● SHORT PROBLEM
Nothing but the lines from the one containing "of the roof" through the last line should be written out, please, exactly as they stand.

● INFORMATION SHOWN
::::
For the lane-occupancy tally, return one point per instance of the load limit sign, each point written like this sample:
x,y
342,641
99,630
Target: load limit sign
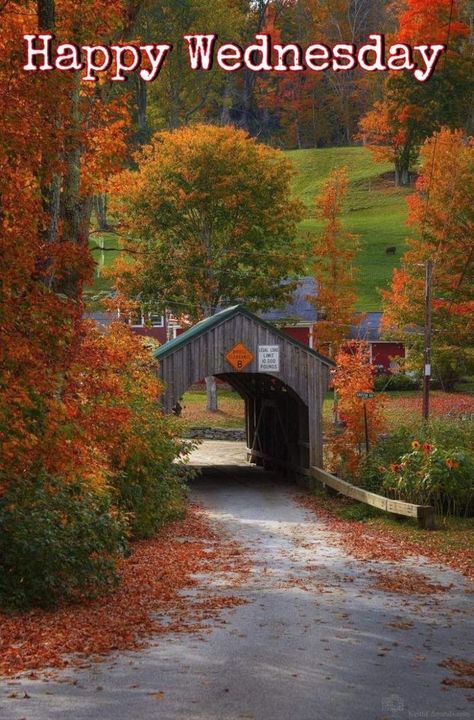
x,y
269,358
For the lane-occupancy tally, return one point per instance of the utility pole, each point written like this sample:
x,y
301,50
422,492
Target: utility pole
x,y
427,339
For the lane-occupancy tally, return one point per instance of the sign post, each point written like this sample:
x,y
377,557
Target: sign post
x,y
366,396
269,358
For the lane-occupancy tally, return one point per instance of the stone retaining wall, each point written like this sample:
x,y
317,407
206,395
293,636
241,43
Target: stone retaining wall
x,y
207,433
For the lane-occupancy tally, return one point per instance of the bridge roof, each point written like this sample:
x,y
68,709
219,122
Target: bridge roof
x,y
209,323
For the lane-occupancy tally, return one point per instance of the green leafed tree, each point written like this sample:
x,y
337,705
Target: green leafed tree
x,y
210,222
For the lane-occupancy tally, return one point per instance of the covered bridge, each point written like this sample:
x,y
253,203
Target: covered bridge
x,y
282,382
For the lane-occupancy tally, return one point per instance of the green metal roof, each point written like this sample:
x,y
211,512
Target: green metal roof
x,y
209,323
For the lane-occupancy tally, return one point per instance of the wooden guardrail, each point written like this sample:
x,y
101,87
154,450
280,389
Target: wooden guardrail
x,y
423,513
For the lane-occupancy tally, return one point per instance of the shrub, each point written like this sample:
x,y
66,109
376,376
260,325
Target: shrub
x,y
430,475
150,484
441,475
58,542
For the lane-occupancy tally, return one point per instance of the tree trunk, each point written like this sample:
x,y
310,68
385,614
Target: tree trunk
x,y
46,14
402,176
143,133
211,388
100,209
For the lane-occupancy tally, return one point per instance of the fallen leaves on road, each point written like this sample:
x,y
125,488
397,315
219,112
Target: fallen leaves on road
x,y
152,581
382,542
462,669
407,582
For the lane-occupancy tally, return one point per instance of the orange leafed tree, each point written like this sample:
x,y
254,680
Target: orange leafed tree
x,y
441,215
334,251
354,373
66,391
410,111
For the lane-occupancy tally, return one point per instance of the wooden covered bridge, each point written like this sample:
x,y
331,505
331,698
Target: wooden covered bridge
x,y
282,382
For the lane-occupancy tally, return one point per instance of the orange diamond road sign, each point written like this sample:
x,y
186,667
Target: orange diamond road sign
x,y
239,357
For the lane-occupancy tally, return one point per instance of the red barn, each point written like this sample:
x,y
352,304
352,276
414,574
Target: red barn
x,y
297,319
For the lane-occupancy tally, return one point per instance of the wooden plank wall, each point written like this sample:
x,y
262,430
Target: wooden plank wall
x,y
204,355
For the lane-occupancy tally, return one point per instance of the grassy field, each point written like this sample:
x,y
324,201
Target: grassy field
x,y
401,408
375,210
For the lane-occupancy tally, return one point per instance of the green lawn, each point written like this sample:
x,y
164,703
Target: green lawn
x,y
375,210
102,258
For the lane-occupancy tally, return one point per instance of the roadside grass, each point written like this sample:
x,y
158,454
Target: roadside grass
x,y
103,259
401,408
230,414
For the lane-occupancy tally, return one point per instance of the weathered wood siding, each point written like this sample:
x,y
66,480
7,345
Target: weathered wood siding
x,y
204,355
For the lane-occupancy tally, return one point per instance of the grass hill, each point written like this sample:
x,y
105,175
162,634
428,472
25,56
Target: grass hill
x,y
375,210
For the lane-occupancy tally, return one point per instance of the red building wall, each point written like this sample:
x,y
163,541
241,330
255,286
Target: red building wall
x,y
382,352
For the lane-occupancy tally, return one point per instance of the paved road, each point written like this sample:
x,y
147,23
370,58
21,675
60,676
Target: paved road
x,y
315,641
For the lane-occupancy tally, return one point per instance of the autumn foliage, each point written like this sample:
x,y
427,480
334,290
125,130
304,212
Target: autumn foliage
x,y
209,221
397,125
71,397
354,373
333,256
442,223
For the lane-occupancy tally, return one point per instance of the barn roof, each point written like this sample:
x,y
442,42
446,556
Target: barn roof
x,y
209,323
368,328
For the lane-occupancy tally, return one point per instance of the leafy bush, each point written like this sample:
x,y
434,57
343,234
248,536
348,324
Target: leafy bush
x,y
435,476
150,484
58,542
396,382
433,465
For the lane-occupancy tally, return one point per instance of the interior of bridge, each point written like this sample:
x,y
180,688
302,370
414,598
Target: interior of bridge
x,y
276,419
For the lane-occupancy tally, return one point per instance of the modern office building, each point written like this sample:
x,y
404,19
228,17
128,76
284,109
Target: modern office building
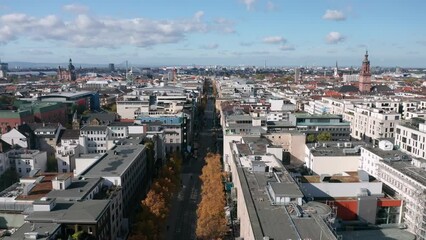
x,y
318,123
410,137
404,178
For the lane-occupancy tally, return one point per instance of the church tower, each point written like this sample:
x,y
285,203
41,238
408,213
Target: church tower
x,y
75,122
365,75
336,71
71,70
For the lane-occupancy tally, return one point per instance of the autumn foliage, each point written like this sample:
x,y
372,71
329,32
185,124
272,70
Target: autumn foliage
x,y
211,221
156,205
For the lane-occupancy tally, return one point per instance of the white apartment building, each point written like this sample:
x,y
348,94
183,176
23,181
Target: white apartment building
x,y
350,78
14,137
332,157
411,137
68,149
26,160
4,163
130,109
96,139
373,124
123,166
404,178
415,114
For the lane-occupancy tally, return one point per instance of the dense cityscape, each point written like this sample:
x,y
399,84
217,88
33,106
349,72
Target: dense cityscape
x,y
245,148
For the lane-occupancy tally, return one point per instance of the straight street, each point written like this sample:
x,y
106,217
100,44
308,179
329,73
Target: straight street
x,y
183,215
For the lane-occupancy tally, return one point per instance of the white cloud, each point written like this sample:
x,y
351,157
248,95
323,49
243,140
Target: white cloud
x,y
270,6
224,25
334,38
75,8
274,40
249,3
246,44
88,31
334,15
210,46
251,53
287,48
36,52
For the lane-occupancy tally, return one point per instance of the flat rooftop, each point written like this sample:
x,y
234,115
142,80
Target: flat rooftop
x,y
336,148
388,154
77,190
416,173
68,94
275,221
387,233
114,165
40,228
352,177
72,212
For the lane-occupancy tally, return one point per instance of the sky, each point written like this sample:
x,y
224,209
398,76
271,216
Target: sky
x,y
215,32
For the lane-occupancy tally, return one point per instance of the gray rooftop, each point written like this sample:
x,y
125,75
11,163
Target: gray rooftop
x,y
41,228
275,221
286,189
78,190
94,128
386,233
114,165
389,154
87,211
336,148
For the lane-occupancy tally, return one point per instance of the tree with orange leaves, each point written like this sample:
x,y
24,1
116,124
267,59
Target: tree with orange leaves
x,y
156,205
211,221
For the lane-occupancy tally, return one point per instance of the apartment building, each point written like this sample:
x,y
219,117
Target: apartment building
x,y
4,163
403,178
410,137
317,123
332,157
372,124
96,139
268,201
25,160
68,149
123,166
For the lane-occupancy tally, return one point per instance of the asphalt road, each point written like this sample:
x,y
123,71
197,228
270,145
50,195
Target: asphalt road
x,y
182,220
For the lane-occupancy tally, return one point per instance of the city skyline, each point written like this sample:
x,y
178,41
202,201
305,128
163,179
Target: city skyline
x,y
233,32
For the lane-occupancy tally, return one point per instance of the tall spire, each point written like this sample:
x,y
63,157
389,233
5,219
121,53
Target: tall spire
x,y
365,75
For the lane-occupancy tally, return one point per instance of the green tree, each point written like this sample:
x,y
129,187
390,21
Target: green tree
x,y
310,138
324,136
211,220
9,177
52,164
157,203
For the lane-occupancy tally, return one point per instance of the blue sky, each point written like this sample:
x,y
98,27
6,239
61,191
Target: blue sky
x,y
215,32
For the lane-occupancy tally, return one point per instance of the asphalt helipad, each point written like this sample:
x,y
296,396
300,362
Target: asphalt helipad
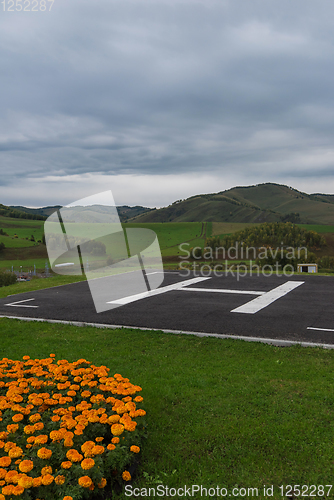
x,y
278,308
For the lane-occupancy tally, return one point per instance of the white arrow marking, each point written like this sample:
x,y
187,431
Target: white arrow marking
x,y
221,290
157,291
19,303
255,305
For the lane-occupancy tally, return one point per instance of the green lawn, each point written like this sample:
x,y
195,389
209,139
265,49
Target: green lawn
x,y
219,412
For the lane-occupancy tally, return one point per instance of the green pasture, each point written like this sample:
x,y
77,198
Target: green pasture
x,y
11,242
224,413
318,228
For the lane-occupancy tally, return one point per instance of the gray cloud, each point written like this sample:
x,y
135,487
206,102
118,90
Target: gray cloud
x,y
232,89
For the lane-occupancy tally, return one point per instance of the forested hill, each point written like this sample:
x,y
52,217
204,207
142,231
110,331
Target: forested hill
x,y
261,203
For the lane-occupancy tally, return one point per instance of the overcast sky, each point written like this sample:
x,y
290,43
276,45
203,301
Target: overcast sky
x,y
159,100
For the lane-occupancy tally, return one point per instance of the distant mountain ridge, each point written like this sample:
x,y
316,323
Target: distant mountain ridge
x,y
125,212
267,202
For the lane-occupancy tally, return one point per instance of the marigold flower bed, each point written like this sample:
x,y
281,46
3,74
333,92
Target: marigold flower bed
x,y
67,430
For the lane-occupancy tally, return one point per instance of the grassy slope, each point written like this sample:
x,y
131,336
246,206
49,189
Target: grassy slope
x,y
219,412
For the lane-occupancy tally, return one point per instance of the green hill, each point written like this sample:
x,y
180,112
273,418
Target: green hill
x,y
261,203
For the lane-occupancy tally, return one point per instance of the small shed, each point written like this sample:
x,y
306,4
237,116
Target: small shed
x,y
307,268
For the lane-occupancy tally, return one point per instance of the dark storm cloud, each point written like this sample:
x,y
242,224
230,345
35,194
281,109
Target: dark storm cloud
x,y
168,87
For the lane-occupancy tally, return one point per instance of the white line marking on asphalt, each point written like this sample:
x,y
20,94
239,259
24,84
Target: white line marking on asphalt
x,y
277,342
255,305
19,303
221,290
157,291
321,329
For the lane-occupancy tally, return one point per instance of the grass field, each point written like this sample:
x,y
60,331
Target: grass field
x,y
219,412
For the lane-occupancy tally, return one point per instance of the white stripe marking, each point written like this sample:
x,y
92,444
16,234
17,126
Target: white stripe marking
x,y
255,305
221,290
278,342
320,329
157,291
19,303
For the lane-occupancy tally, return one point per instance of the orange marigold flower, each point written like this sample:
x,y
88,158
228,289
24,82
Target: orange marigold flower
x,y
26,465
29,429
41,439
25,482
60,480
47,479
87,463
102,483
34,418
15,452
66,465
117,429
37,482
126,475
46,470
113,419
17,417
44,453
12,428
85,481
97,450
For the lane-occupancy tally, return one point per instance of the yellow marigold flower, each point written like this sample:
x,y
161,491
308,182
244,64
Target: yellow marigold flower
x,y
34,418
26,465
87,463
46,470
15,452
17,417
85,481
44,453
102,483
60,480
126,476
47,479
66,465
117,429
25,482
97,450
37,482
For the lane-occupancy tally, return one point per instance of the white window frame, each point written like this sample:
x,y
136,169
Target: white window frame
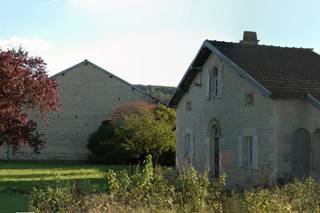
x,y
248,151
189,146
214,87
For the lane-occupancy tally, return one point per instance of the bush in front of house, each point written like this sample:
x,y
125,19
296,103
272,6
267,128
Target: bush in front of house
x,y
132,132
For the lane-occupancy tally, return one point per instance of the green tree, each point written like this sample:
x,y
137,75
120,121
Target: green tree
x,y
147,132
133,131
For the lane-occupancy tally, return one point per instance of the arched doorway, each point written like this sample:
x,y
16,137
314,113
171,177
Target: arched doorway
x,y
214,149
301,153
315,154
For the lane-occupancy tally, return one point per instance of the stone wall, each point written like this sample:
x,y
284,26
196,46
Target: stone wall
x,y
235,119
88,94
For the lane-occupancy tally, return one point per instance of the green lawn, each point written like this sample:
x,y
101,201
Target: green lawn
x,y
18,178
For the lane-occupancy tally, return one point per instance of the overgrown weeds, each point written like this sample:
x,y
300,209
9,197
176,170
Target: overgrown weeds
x,y
165,190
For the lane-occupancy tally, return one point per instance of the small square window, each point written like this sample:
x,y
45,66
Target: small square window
x,y
249,99
188,106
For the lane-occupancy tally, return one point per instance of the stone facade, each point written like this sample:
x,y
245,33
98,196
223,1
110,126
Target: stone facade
x,y
271,123
88,94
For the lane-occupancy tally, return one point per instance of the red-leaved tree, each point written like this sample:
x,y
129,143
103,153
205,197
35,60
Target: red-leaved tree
x,y
24,87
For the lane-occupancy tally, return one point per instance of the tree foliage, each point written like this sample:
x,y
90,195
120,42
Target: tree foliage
x,y
24,87
138,129
163,93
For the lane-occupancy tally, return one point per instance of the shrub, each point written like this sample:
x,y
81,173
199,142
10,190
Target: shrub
x,y
134,131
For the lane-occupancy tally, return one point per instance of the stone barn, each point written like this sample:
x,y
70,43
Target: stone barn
x,y
88,94
251,111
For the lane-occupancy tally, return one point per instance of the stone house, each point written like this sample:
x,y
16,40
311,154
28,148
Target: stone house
x,y
251,111
88,94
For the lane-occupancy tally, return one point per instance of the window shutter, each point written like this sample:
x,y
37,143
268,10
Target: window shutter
x,y
220,74
208,89
255,154
240,151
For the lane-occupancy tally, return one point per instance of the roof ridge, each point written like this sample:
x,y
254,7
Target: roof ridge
x,y
263,45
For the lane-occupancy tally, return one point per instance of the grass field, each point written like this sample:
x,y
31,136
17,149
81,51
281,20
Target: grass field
x,y
18,178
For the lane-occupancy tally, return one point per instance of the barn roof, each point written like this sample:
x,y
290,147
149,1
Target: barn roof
::::
● THE SOLUTION
For the lane-occupancy tally, return one point per instance of the roof ridge, each point written like this sample:
x,y
254,7
Target: roof ridge
x,y
263,45
For the lane-occupancy tally, return one point per instance of the grass field, each point written like this sample:
x,y
31,136
17,149
81,51
281,20
Target: grass field
x,y
18,178
For the lane-occupancy tally, return one point per instance of the barn roof, each point written like this sample:
x,y
290,147
149,1
Target: barn roof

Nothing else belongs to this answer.